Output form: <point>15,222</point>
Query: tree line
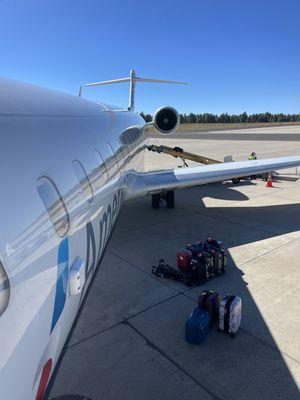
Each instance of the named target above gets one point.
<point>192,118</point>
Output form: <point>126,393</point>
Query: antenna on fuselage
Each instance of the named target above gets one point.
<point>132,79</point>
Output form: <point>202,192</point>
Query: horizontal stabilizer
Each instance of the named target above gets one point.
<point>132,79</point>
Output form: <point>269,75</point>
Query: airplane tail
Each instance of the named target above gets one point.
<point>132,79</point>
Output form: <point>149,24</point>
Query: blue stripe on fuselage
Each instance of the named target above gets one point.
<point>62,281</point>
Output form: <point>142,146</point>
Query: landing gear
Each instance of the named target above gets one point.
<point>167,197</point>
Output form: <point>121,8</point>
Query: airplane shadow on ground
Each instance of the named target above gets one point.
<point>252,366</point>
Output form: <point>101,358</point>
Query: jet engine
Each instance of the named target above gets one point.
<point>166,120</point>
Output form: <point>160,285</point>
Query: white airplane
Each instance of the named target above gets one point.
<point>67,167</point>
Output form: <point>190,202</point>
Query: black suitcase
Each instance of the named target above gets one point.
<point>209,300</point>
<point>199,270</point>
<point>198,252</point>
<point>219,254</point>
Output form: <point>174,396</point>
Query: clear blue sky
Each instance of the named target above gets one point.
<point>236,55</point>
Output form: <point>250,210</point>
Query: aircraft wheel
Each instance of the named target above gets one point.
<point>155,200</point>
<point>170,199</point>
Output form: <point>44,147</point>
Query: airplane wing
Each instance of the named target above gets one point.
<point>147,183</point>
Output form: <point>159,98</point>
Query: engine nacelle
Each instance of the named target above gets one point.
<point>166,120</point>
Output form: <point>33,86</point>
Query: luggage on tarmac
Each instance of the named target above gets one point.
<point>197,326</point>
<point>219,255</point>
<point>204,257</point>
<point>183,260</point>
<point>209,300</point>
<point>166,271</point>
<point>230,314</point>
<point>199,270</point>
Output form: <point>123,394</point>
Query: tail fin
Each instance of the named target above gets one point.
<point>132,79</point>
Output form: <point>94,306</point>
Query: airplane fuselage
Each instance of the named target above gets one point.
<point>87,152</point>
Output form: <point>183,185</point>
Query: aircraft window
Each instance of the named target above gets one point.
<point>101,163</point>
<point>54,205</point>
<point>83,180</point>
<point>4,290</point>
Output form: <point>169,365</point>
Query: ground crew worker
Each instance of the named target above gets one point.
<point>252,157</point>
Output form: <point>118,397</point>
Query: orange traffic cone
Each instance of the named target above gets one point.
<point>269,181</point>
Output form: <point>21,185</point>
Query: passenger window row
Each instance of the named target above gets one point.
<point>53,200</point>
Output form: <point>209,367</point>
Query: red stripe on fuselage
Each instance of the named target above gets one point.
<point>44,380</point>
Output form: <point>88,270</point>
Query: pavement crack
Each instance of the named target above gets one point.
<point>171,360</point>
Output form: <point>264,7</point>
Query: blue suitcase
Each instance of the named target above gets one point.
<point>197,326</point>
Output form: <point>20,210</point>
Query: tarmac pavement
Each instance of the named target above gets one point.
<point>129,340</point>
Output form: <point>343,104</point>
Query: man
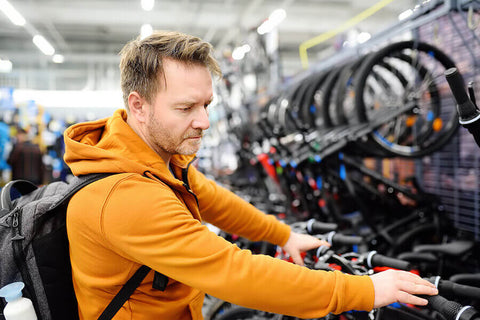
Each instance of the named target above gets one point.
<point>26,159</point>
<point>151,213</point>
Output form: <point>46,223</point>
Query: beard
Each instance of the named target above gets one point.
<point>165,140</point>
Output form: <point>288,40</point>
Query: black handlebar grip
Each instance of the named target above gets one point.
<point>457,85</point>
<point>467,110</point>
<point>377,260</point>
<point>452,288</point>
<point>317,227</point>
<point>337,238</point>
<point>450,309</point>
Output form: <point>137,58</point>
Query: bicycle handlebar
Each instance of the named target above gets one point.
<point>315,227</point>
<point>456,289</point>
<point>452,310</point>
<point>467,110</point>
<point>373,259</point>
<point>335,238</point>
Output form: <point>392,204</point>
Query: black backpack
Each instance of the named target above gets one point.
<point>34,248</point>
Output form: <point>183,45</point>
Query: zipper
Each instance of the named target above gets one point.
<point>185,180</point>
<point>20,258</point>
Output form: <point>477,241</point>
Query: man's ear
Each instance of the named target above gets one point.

══════

▶ **Work task**
All of the data above should be printed again exactly, though none of the pictures belong in the copy.

▶ **Reply to the task**
Output form: <point>15,222</point>
Query: tree line
Each instance of the named target above gets one point.
<point>192,118</point>
Output form: <point>126,393</point>
Query: antenna on fuselage
Each instance of the named target above gets one point.
<point>132,79</point>
Output form: <point>202,192</point>
Query: horizontal stabilizer
Each instance of the named target above gets one point.
<point>132,79</point>
Output form: <point>269,75</point>
Query: airplane tail
Each instance of the named target above gets one point.
<point>132,79</point>
Output form: <point>149,24</point>
Query: blue stripe on fuselage
Each instance of the named target above gets one point.
<point>62,281</point>
Output form: <point>142,146</point>
Query: landing gear
Each instance of the named target above gets one point.
<point>167,197</point>
Output form: <point>121,8</point>
Query: airplane shadow on ground
Each instance of the named target above gets one point.
<point>252,366</point>
Output form: <point>101,358</point>
Query: jet engine
Each instance of the named target above gets one point.
<point>166,120</point>
Output form: <point>160,285</point>
Query: white airplane
Each instance of the named target above gets one point.
<point>67,167</point>
Output form: <point>190,202</point>
Query: black suitcase
Each instance of the named target above gets one point.
<point>209,300</point>
<point>199,270</point>
<point>198,252</point>
<point>219,254</point>
Output form: <point>174,396</point>
Query: clear blue sky
Each instance of the named target above gets one point.
<point>236,55</point>
Output form: <point>250,210</point>
Query: aircraft wheel
Each instance of the named target above gets one point.
<point>155,200</point>
<point>170,199</point>
Output form: <point>44,147</point>
Query: airplane wing
Each instance of the named target above gets one point.
<point>147,183</point>
Output form: <point>159,98</point>
Query: engine nacelle
Each instance of the named target above gets one point.
<point>166,120</point>
Output form: <point>33,86</point>
Query: luggage on tarmac
Each instance of the named target above gets one point.
<point>197,326</point>
<point>219,255</point>
<point>204,257</point>
<point>183,260</point>
<point>209,300</point>
<point>166,271</point>
<point>230,314</point>
<point>199,270</point>
Output form: <point>123,394</point>
Query: tail fin
Each instance of the named target above gets one point.
<point>132,79</point>
Output form: <point>94,306</point>
Query: airplane fuselage
Each instance of the named target above gets one point.
<point>87,152</point>
Output form: <point>183,185</point>
Query: aircraft window
Each instance of the named target above gets one point.
<point>101,163</point>
<point>54,205</point>
<point>83,180</point>
<point>4,290</point>
Output form: <point>169,365</point>
Query: ground crew worker
Each instance of the named target above gets one point.
<point>252,157</point>
Output form: <point>118,397</point>
Query: orange traffic cone
Each instance of the named target above gets one point.
<point>269,181</point>
Output form: <point>21,185</point>
Query: passenger window row
Each instance of the named target above gets one point.
<point>53,200</point>
Output form: <point>209,367</point>
Query: red stripe on fuselage
Each instance of the named target above gets one point.
<point>44,380</point>
Output form: <point>88,270</point>
Query: pavement crack
Each instance of the named target above gets one point.
<point>171,360</point>
Output form: <point>264,7</point>
Query: blue suitcase
Each instance of the named target above gets one point.
<point>197,326</point>
Output form: <point>20,210</point>
Query: tarmac pavement
Each instance of the named target above gets one point.
<point>129,340</point>
Output form: <point>343,104</point>
Query: man
Each instance of the named target above gets one point.
<point>26,159</point>
<point>151,213</point>
Output form: <point>46,223</point>
Query: beard
Each instance of the named target above gets one point.
<point>165,140</point>
Output form: <point>288,40</point>
Query: black handlebar grip
Each instance of the named target above gets one point.
<point>457,85</point>
<point>467,110</point>
<point>377,260</point>
<point>452,288</point>
<point>317,227</point>
<point>337,238</point>
<point>450,309</point>
Output form: <point>137,58</point>
Query: bicycle handlebar
Each instance of the named target above gets one point.
<point>315,227</point>
<point>456,289</point>
<point>452,310</point>
<point>467,110</point>
<point>373,259</point>
<point>335,238</point>
Output form: <point>392,204</point>
Query: black backpack
Each instance of the named target above gets one point.
<point>34,248</point>
Output form: <point>183,45</point>
Query: zipper
Each instance of the named target above gets one point.
<point>185,180</point>
<point>20,258</point>
Output form: <point>477,241</point>
Query: man's ear
Each instance of the named target above gets one point.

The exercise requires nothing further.